## The task
Find every line in the records below that contains the word "sneaker", and copy each of those lines.
>> begin Material provided
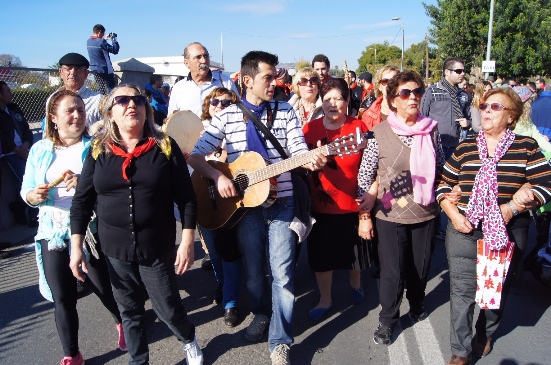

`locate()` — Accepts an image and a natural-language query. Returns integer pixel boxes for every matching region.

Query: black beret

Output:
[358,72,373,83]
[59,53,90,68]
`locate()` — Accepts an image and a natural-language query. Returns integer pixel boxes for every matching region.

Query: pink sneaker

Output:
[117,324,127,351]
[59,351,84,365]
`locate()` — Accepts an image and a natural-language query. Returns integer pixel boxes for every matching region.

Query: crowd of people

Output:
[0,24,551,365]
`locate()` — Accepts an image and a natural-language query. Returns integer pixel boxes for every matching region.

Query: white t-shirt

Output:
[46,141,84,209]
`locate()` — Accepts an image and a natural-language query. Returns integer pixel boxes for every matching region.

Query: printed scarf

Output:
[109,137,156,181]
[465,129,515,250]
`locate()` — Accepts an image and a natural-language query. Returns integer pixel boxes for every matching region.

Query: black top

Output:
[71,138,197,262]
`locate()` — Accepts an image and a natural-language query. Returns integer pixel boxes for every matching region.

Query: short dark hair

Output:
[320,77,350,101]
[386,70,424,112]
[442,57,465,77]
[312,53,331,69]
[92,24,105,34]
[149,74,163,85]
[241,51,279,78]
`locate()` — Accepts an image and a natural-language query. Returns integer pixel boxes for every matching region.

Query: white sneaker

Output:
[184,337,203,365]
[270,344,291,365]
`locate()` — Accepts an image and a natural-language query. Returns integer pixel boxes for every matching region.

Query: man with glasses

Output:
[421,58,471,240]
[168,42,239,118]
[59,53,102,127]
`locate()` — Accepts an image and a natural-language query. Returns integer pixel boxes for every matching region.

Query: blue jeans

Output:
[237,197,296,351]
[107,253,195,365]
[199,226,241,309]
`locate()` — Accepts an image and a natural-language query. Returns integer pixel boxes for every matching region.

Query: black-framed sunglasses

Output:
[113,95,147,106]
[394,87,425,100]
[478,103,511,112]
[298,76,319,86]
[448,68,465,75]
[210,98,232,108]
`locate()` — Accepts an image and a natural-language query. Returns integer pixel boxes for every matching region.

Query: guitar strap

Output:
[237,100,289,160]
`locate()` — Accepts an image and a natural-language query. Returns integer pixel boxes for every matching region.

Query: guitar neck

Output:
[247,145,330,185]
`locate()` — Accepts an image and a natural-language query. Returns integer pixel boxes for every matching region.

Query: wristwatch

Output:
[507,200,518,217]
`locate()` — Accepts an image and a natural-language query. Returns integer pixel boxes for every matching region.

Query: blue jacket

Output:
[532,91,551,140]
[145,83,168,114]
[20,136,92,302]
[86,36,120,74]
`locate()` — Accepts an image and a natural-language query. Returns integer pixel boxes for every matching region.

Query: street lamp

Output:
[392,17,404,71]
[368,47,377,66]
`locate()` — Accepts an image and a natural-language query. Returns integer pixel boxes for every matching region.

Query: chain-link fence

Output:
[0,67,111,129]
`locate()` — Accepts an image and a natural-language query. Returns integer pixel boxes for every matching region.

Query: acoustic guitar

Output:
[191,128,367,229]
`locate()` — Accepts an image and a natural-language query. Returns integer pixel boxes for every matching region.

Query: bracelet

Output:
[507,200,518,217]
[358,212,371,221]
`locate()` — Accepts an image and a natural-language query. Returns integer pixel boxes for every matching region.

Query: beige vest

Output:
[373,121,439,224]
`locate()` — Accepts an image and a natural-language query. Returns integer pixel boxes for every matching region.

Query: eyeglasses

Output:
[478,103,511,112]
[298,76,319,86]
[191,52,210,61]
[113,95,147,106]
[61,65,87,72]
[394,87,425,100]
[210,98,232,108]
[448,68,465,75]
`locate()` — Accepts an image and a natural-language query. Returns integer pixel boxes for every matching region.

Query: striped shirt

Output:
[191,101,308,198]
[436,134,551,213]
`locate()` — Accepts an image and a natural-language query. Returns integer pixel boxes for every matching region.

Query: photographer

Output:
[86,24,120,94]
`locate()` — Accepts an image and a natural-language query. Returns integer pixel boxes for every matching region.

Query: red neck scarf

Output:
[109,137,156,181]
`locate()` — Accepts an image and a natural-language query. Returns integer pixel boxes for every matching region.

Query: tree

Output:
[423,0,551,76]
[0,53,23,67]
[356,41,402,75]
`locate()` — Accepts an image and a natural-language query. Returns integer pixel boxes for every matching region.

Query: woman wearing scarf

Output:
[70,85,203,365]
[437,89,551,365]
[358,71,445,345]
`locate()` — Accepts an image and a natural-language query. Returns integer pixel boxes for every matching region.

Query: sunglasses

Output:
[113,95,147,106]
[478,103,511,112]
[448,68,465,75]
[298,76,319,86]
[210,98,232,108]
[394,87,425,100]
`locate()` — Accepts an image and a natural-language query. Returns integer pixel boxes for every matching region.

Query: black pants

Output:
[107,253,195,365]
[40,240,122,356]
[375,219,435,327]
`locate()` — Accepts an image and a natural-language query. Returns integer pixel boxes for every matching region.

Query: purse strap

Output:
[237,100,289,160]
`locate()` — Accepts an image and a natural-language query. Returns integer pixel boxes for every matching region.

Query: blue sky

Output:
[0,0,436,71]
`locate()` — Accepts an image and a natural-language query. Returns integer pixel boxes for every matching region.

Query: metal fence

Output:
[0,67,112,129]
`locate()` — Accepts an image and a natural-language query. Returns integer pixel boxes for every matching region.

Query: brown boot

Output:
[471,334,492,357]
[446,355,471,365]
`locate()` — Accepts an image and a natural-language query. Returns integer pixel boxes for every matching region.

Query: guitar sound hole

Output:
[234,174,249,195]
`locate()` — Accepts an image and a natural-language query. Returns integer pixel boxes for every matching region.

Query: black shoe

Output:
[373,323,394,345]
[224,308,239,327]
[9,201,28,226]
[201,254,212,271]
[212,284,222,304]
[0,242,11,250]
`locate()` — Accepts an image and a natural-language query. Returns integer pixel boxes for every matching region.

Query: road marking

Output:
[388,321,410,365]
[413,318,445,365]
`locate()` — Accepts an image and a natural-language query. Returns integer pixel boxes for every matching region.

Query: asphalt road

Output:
>> end Material provided
## Solution
Query: pink sneaker
Query: white sneaker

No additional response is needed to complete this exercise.